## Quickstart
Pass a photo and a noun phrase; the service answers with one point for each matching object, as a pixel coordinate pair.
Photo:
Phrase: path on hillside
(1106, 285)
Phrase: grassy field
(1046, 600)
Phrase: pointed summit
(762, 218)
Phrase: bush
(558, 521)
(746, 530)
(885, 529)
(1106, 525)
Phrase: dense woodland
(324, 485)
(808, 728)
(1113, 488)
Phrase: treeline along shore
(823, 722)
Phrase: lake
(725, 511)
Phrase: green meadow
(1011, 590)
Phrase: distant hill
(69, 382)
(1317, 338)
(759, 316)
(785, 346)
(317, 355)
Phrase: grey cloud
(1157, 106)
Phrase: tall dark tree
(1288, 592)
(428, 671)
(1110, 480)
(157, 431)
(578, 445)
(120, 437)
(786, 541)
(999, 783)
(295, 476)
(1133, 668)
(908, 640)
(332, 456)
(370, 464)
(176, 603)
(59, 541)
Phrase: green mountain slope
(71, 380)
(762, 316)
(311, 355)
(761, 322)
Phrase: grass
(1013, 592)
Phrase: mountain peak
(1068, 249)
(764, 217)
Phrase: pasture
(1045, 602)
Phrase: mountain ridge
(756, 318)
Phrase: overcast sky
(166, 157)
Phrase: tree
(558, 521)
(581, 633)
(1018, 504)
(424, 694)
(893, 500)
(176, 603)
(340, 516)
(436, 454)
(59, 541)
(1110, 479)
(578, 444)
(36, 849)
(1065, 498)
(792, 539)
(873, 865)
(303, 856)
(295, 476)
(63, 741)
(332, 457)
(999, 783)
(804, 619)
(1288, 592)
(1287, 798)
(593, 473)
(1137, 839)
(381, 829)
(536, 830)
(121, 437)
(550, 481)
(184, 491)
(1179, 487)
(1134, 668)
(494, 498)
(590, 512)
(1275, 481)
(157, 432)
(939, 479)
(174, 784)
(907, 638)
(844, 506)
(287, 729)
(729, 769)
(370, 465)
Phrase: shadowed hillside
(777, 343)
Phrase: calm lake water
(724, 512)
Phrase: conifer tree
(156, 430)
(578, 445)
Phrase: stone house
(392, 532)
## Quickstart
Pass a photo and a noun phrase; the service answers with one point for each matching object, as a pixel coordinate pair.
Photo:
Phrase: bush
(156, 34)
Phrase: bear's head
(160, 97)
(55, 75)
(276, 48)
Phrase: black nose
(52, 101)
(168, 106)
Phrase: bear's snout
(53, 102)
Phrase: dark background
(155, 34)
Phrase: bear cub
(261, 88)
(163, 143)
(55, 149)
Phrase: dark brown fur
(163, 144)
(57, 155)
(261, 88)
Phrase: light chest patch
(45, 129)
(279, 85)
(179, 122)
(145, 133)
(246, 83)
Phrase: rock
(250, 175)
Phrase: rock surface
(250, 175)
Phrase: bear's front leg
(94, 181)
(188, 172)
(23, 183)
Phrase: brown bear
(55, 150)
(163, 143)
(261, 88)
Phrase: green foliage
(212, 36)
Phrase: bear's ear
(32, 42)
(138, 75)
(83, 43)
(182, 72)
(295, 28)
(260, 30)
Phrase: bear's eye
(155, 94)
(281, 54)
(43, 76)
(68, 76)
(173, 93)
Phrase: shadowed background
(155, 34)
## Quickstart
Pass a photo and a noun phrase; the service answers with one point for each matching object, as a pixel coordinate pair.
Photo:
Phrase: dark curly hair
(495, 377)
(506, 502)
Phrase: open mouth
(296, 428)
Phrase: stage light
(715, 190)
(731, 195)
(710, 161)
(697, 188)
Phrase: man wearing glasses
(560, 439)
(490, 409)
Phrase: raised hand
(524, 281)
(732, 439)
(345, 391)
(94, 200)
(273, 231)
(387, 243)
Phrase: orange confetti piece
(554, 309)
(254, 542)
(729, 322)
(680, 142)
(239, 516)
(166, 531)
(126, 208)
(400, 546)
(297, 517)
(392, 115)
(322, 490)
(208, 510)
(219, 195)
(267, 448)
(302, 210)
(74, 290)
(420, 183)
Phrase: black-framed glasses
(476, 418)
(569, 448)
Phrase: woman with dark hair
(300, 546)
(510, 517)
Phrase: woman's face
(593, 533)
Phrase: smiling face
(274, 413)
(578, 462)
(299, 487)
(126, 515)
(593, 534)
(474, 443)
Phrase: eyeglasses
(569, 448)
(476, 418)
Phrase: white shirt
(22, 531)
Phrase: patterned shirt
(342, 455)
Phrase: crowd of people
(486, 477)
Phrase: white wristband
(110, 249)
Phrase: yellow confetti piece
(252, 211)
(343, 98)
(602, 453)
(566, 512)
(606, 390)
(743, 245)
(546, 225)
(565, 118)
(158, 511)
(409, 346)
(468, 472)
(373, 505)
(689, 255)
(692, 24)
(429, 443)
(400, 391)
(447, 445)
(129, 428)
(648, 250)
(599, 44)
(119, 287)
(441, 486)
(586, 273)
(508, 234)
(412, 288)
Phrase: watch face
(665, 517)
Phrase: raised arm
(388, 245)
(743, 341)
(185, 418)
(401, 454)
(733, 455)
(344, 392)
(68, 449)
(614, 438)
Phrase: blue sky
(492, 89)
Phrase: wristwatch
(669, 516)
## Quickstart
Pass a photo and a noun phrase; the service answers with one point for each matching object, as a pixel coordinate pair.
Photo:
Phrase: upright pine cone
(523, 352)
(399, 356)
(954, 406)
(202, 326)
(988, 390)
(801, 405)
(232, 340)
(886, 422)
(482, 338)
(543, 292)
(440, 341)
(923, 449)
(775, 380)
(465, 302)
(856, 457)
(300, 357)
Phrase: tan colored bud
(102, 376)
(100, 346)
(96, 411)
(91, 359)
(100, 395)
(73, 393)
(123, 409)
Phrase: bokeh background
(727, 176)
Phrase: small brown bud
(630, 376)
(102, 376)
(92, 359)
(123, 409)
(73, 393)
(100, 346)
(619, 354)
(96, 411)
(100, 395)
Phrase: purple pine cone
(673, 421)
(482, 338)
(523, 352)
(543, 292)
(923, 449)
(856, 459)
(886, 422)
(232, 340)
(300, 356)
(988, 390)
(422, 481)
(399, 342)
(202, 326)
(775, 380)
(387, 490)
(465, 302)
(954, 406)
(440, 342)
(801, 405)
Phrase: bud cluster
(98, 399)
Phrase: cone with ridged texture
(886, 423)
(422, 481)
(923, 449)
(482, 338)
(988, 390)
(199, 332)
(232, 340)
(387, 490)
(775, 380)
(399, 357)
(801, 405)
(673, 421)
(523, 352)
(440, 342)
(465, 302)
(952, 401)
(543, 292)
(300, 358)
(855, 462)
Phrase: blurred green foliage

....

▸ **Task objective**:
Reproduce verbatim the stretch of the entries from the line containing "Phrase: cone with ridged texture" through the last line of the entries, inclusive of both.

▸ **Solution to this exercise**:
Phrase: cone with ridged texture
(886, 423)
(422, 481)
(923, 449)
(482, 338)
(988, 390)
(199, 332)
(232, 340)
(387, 490)
(775, 380)
(399, 357)
(801, 405)
(673, 421)
(523, 352)
(440, 342)
(465, 302)
(952, 401)
(543, 292)
(300, 358)
(855, 462)
Phrase: blurred green foliage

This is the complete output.